> _Extract_:
************

EX-99.1 2 mcr.htm MATERIAL CHANGE REPORT DATED APRIL 11, 2011 mcr.htm
 
 

 
Exhibit 99.1
 



FORM 51-102F3
 

 
MATERIAL CHANGE REPORT
 
UNDER NATIONAL INSTRUMENT 51-102
 

 
Item 1.
Reporting Issuer
 
New Gold Inc. (“New Gold”)
666 Burrard Street, Suite 3110
Vancouver, British Columbia, V6C 2X8
Item 2.
Date of Material Change
 
April 3, 2011.
Item 3.
News Release
 
A press release with respect to the material change referred to in this material change report was issued by New Gold on April 4, 2011 and filed on the System for Electronic Document Analysis and Retrieval.
Item 4.
Summary of Material Change
 
On April 4, 2011, New Gold announced that it and Richfield Ventures Corp. (“Richfield”) had entered into a definitive agreement whereby New Gold will acquire all of the outstanding common shares of Richfield in exchange for common shares of New Gold and a nominal cash consideration by way of a court approved plan of arrangement (the “Arrangement”).
Item 5.
Full Description of Material Change
 
(All figures are in Canadian dollars unless otherwise indicated)
 
Before markets opened on April 4, 2011, New Gold announced that it and Richfield had entered into a definitive agreement whereby New Gold will acquire, through the Arrangement, all of the outstanding common shares of Richfield. Under the terms of the Arrangement, each Richfield shareholder will receive 0.9217 of a New Gold common share and a nominal cash consideration of $0.0001 for each Richfield share held. The offer values Richfield at $10.38 per share or approximately $550 million.
 
The acquisition of Richfield by New Gold is expected to be completed by way of a court approved plan of arrangement. The number of New Gold common shares to be issued will be approximately 49 million based on Richfield's fully diluted in-the-money common shares outstanding. Richfield's stock options outstanding on the effective date of the Arrangement will be exchanged for Richfield shares on a cashless exercise basis in accordance with the terms of the plan of arrangement and then such Richfield shares will be exchanged for New Gold common shares and the nominal cash consideration. Richfield's warrants outstanding on the effective date will become exercisable into the Arrangement consideration following the completion of the Arrangement. Prior to the effective date, Richfield will accelerate the expiry of those outstanding warrants subject to an expiry abridgement clause. The Arrangement is expected to close in June 2011 and upon closing Richfield shareholders will own approximately 10.4% of New Gold on a fully diluted in-the-money basis.

************

> _Instruction 1_: When is the Arrangement described in the material change report expected to close?
> _Instruction 2_: Duplicate the passage of the material change report starting at "Date of Material" and ending at "Analysis and Retrieval.".
The lines that come after this report aren't needed here.

************

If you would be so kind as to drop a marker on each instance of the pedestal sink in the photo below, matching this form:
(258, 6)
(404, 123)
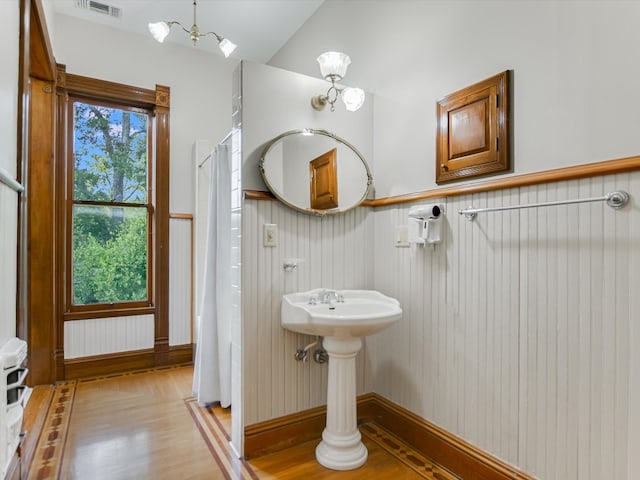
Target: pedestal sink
(342, 318)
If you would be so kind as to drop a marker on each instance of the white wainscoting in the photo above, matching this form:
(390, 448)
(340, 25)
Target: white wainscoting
(99, 336)
(334, 252)
(520, 331)
(181, 280)
(8, 261)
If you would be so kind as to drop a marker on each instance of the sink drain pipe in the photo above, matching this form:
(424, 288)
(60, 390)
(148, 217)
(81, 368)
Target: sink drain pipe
(320, 355)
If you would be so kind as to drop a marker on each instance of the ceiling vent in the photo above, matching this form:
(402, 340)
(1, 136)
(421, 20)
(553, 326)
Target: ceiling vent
(99, 7)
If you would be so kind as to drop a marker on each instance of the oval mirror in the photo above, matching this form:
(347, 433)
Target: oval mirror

************

> _Problem solution 1_: June 2011.

> _Problem solution 2_:
Date of Material Change
 
April 3, 2011.
Item 3.
News Release
 
A press release with respect to the material change referred to in this material change report was issued by New Gold on April 4, 2011 and filed on the System for Electronic Document Analysis and Retrieval.